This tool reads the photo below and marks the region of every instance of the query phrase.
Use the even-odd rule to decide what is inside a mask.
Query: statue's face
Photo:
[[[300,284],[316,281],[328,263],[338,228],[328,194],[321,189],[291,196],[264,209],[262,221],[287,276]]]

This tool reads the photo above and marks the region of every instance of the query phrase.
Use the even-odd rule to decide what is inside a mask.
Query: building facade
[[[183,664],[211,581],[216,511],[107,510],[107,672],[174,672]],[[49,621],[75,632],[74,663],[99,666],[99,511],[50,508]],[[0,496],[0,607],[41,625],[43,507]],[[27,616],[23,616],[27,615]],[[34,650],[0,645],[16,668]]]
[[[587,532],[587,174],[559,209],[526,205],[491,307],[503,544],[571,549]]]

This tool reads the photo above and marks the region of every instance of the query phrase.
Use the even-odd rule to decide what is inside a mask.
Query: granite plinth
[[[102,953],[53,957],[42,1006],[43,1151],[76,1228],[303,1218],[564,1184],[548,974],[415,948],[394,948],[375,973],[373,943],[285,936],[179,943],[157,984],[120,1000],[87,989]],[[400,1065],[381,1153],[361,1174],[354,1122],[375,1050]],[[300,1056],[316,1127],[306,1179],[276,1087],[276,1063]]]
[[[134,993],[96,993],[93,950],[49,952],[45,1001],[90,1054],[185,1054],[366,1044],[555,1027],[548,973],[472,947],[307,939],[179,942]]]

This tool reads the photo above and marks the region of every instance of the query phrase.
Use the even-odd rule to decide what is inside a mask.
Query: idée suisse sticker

→ **TASK TO COMPLETE**: Copy all of the rows above word for word, changing nothing.

→ **RESPONSE TO THE EXERCISE**:
This tool reads the photo below and marks the region of every instance of the query phrase.
Use the even-odd rule to decide what is inside a mask.
Query: statue's face
Photo:
[[[300,284],[316,281],[328,263],[338,228],[328,194],[321,189],[291,196],[264,209],[262,221],[287,276]]]

This tool reads the photo above and marks the region of every instance of the query phrase.
Use the even-odd rule to decide what is inside a mask.
Query: building facade
[[[183,664],[211,581],[216,511],[107,510],[107,672],[174,672]],[[49,621],[75,632],[74,663],[99,666],[99,511],[50,508]],[[0,496],[0,607],[41,625],[43,507]],[[27,616],[23,616],[27,615]],[[34,650],[0,645],[16,668]]]
[[[587,532],[587,174],[559,209],[526,205],[491,307],[503,544],[571,549]]]

This tool reads the photo above and marks the region of every instance of the query phrase.
Use the even-odd rule to decide what is inside a mask.
Query: granite plinth
[[[102,953],[53,957],[42,1006],[43,1151],[76,1228],[303,1218],[564,1184],[548,974],[415,948],[394,948],[375,973],[373,943],[285,936],[179,943],[157,984],[120,1000],[87,989]],[[400,1065],[381,1153],[361,1174],[354,1122],[375,1050]],[[300,1056],[316,1127],[306,1179],[276,1087],[276,1063]]]
[[[134,993],[96,993],[93,950],[49,952],[45,1001],[90,1054],[185,1054],[366,1044],[555,1027],[548,973],[472,947],[307,939],[179,942]]]

This tool reads the photo above and marks the region of every instance of the query phrase.
Use the even-odd rule to decide what is inside a mask.
Query: idée suisse sticker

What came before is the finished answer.